------ Document segment ------

Illustrations often provide greater clarity. Noticing a parent at emotional loose ends with a youngster running around in a store or on public transportation, you might casually and lightly say, "They sure are a handful at that age, with all that energy to burn." You are engaged in perceptual empathy by perceiving the situation the parent is facing. If you strike up a brief conversation and the parent shares that they have used several approaches with their child to little effect, you might say, "I get how difficult it would be for you to know how to set limits given how many ways you've used with so little success to date." Here you are using cognitive empathy, that is, using your thinking to place yourself in their shoes. Furthermore, you could say, "It feels is a bit unsettling in sensing your rising frustration." In saying this you tap affective empathy by being able to imagine and feel what the other is feeling. So long as each of these forms of empathy is relatively accurate and accepted by the parent, it is likely that the parent feels kindly understood and supported in facing a difficult situation with their rambunctious child.
Some people can imagine what another is seeing and hearing regarding any condition, circumstance and situation, and still remain with their own sensory experience as well. This is perceptual empathy. When you can see and hear another's set of circumstances and perspective, it can make a world of difference.
Some people can shift their thinking perspective and perceive another's point-of-view in that other's experience with sufficient detachment to cognitively reconstruct another's emotional experience while keeping their own viewpoint. This is called cognitive empathy. Imagine a parent making cognitive sense of their son or daughter being so overwhelmed with extracurricular activities that their school work and health suffers, all while still collaborating on healthier ways to balance their time and commitments and without punishing, enabling or apologizing for them.
Some people can join in sensing, imagining and feeling what another is feeling in a specific situation. This is called affective empathy and can easily be seen when people cry at the movies or in reading a book, when people sincerely emotionally commiserate with a depressed friend and feel their friend's melancholy, and when family members are laughing, elated and joyous at the success of a parent, son or daughter, brother or sister, niece or nephew.
When perceptual, cognitive and affective empathy are all present, the giver and the given are one in a shared seeing and hearing perception of the situation, taking the other's point-of-view and emotional resonance. This is surely one possible understanding for author Robert Heinlein's invention of the term to "grock" something, in his classic science fiction book, Stranger in a Strange Land: to fully know in "standing under," and inside another's perceiving of a situation, point-of-view and emotional experience. Through tapping all three forms of perspective taking, along with a deeper compassion, opens up room for a shared unity of humankind as a way of being in the world and not only a passing gesture.
Perspective taking, or the ability to use one's role-taking abilities to imagine the psychological viewpoint of another person, begins to developmentally be available and come "on-line" after age five when the child will correctly be able to imagine another person's perspective. Influential cultural anthropologist Margaret Mead called it "taking the role of the other." Perspective taking requires going outside of one's usual self-centeredness or egocentricity to view the world from another's perspective or vantage point. This empathetic capacity most commonly takes the three forms we are examining: what another person perceives, what another person thinks and what another person feels. Such perspective taking naturally may lead to imaging what another person, so perceiving, thinking and feeling, would likely be inclined to do. With perspective taking the possible or resulting actions can now make perceptual, thinking and emotional sense, and thereby be understandable.

------ Entries shown ------

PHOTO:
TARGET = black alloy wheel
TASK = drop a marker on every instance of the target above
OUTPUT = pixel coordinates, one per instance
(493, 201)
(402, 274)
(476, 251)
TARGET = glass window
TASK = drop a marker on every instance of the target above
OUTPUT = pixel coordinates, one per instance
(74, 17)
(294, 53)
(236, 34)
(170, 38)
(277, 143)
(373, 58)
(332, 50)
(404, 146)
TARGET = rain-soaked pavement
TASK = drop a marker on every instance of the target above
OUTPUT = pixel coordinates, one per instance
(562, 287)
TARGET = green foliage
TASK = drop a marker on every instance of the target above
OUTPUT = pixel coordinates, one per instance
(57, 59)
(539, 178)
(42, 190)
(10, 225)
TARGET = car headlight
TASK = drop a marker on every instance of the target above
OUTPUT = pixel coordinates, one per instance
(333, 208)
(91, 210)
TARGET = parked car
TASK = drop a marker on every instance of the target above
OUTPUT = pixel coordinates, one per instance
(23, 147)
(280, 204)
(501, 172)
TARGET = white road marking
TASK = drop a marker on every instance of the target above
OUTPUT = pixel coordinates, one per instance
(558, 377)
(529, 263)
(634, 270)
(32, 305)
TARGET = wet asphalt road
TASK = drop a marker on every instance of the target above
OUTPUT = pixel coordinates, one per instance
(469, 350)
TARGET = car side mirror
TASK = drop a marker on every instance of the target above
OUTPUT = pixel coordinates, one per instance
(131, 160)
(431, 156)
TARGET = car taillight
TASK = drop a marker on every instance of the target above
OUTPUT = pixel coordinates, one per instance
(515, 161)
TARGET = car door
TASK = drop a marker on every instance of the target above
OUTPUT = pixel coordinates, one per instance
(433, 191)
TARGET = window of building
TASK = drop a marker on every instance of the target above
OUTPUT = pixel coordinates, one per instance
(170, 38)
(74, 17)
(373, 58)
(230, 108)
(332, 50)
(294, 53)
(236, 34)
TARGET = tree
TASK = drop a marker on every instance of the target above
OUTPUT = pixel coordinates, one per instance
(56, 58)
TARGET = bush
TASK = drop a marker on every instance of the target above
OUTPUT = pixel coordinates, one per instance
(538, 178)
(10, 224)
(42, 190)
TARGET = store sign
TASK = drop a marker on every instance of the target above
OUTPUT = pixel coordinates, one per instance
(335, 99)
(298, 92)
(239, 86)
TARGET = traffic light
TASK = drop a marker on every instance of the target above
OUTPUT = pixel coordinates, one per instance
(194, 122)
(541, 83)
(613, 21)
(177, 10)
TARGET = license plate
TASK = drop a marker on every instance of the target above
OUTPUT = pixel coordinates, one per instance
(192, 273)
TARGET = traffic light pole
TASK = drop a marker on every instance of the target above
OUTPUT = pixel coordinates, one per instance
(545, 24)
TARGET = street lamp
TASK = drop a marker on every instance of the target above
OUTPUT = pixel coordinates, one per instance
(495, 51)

------
------ Entries shown ------

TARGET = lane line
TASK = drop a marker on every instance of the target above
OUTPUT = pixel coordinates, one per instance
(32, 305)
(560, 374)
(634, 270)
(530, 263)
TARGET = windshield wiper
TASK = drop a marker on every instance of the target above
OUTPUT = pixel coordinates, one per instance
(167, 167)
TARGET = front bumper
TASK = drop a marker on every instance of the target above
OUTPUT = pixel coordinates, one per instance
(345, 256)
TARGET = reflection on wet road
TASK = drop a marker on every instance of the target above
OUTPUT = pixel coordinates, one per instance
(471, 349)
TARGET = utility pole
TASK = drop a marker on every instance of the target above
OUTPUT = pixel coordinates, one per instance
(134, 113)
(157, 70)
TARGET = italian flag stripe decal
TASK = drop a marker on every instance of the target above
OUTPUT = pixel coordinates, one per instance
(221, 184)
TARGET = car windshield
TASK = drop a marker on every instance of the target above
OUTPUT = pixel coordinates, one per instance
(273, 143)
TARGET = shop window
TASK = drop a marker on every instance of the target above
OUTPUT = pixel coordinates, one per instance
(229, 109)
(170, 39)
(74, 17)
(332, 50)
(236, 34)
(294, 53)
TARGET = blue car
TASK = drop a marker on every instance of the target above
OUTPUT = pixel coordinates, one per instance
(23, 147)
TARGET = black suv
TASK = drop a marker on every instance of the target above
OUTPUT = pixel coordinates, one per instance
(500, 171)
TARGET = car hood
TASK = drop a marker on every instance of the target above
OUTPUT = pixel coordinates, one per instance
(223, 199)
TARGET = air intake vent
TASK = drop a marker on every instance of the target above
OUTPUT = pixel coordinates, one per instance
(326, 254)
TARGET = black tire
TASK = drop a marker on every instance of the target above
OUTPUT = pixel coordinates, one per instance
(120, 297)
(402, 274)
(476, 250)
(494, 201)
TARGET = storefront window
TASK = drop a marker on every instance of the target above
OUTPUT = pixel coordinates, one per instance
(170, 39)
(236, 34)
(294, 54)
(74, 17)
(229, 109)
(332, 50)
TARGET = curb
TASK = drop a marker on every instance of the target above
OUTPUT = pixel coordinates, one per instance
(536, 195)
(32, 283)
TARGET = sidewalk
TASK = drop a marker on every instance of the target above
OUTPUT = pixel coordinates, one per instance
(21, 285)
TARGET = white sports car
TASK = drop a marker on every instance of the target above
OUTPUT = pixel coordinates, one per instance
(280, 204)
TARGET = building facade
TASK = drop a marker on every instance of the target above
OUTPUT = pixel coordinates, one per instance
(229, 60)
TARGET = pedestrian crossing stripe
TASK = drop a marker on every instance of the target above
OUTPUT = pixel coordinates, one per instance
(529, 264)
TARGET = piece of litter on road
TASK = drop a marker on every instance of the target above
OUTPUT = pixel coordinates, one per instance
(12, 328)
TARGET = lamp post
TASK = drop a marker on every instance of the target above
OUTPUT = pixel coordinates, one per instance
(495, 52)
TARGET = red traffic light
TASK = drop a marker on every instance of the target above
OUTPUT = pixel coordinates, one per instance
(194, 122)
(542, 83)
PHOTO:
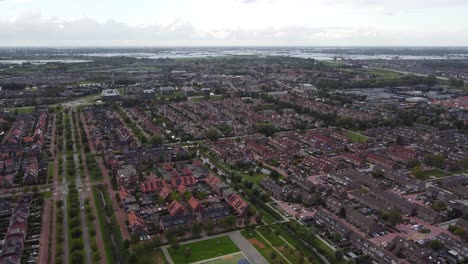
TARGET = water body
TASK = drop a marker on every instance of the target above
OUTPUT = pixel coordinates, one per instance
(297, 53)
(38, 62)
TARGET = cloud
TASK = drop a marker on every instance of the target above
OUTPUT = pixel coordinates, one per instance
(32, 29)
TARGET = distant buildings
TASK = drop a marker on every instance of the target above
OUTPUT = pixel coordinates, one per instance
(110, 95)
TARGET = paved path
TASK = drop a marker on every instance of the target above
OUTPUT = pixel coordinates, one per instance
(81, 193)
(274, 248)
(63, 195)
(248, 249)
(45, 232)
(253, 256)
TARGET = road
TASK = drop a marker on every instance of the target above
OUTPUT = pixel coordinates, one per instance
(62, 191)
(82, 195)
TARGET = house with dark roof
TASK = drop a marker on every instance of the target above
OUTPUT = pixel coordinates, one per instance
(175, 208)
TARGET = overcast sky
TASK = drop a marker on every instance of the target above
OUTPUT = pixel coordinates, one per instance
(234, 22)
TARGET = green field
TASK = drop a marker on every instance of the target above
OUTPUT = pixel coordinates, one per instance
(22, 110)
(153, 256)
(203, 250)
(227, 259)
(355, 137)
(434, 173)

------

● Work to do:
(A) Please list every form of empathy that the passage on empathy names.
(B) Write the next part of the passage on empathy, picking up after its final sentence.

● Task-by-task results:
(A) Perceptual empathy, cognitive empathy, affective empathy

(B)
Psychological researchers David Aderman and his colleagues found when people are asked to imagine themselves in another's situation, they are less likely to blame that person for their plight and are more likely to respond with compassion. These researchers summarize their findings: "It would appear that empathizing [i.e., perspective taking] observers consider compassion the only just response to undeserved suffering." 1 Natural or human-made disasters and catastrophes are well known to bring forth people's best qualities of offering themselves in highly practical service, help, charity, kindness and warm humanity. Not only does this mean to take-on the perspective of the other person, but to begin to fully appreciate another person's distinctive situation, viewpoint and emotional state, along with finding something similar if not identical within ourselves.
Psychological researchers Cowan, Cowan and Mehta discuss the challenges of empathy within couple relationships as more a failure of imagination than a failure of words. Beyond discussing the thinking and emotional components of empathy, they mention the benefit of following an empathetic response with behavior consistent with that expressed empathy. For example, when one partner is feeling stressed over the demands of home and child responsibilities and expresses how overwhelmed it all feels, the other partner can offer an empathetic response and show behavioral support in helping in dinner preparation and the children's homework.
These same researchers also recommend that both partners experience empathy to have it be most advantageous. Continuing with our example, later the stressed out partner can learn about their mate's day and return an empathetic response such as, "Now that I've heard the day you had, I can see the unending problems you faced and how difficult they were to handle, and it pains me to notice you being so shell-shocked from it." Once again, the follow-up in behavior consistent with this empathetic response might take the form of offering the shell-shocked partner some hot cider and then taking a walk together. Being upset or stressed ourselves or being in the midst of an argument can easily block an empathetic response. This is precisely when a couple can pause to ask open-ended, search questions about where these feelings arise from and what each specifically wants from the other as an empathetic response. 2
"High perspective taking" is likely to be characteristic of effective leaders and successful people functioning in roles that demand highly developed social skills, such as salespersons, entrepreneurs and psychotherapists. High abilities in perspective taking includes the three aspects of accurately being able to both understand and respond to life situations, being able to see a situation from many perspectives, and perceiving another's viewpoint in depth to gain a full understanding of their perspective. Perspective taking skills is related to better understanding others and may make people high on perspective taking abilities better able to discern what information would be best discussed in creating solutions to tasks at hand. When we can honestly capture the unique reality of a fellow human being, we attune ourselves to our shared humanness. This shared humanity facilitates all three forms of empathy: their experience, perspective and emotionality.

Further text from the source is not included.